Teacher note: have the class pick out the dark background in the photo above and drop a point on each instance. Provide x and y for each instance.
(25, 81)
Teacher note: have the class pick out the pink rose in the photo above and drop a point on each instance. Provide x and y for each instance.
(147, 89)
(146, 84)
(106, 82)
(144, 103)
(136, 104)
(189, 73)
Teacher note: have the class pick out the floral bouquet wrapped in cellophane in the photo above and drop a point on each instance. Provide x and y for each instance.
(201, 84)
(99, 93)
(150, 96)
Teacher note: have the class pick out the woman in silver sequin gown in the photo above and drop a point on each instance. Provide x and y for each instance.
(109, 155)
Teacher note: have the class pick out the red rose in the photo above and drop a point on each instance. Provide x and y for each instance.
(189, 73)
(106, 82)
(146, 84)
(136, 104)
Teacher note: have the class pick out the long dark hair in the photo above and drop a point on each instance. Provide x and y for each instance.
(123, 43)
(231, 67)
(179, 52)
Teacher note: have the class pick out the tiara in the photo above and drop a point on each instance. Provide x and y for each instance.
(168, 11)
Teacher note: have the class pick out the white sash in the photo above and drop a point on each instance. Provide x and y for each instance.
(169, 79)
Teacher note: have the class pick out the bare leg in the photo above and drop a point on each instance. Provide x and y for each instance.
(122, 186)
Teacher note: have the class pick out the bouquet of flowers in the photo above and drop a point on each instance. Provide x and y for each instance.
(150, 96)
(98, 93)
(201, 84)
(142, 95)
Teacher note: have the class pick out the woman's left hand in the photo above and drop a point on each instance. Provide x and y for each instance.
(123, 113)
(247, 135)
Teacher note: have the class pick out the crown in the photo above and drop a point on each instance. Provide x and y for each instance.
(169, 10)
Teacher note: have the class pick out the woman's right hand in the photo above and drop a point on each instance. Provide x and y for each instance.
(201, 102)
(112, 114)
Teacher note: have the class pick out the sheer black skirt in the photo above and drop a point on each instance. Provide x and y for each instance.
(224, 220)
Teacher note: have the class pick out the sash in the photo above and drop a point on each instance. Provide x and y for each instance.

+---+

What you will do:
Go to the line containing "Teacher note: have the class pick out the bouquet" in the listing. Print it and every line through the last one, exactly and with nothing more.

Answer area:
Teacher note: have the class pick out the bouquet of flowers in the photo above and drop a point on each instance. Provide x and y for each instance.
(150, 96)
(98, 93)
(201, 84)
(142, 95)
Teacher note: have the class pick out the woman's left hand in the photo above and drop a point on each instance. Provide x and y for each instance.
(123, 113)
(247, 135)
Teacher note: have the class pick out the crown in the photo above and drop a point on each instance. Provide x and y for each instance.
(169, 10)
Teacher note: have the class pick out the woman's right hand in the photo above and drop a point on each instance. Provide x and y for each instance.
(201, 102)
(112, 114)
Teacher note: have the class pick out the sheer black skirt in the photo above and drop a point on each instance. Provide x and y for each instance.
(224, 220)
Teacher note: have the class pick out the sash in the photo above and drop a point on each instance. Provide x and y for each instance.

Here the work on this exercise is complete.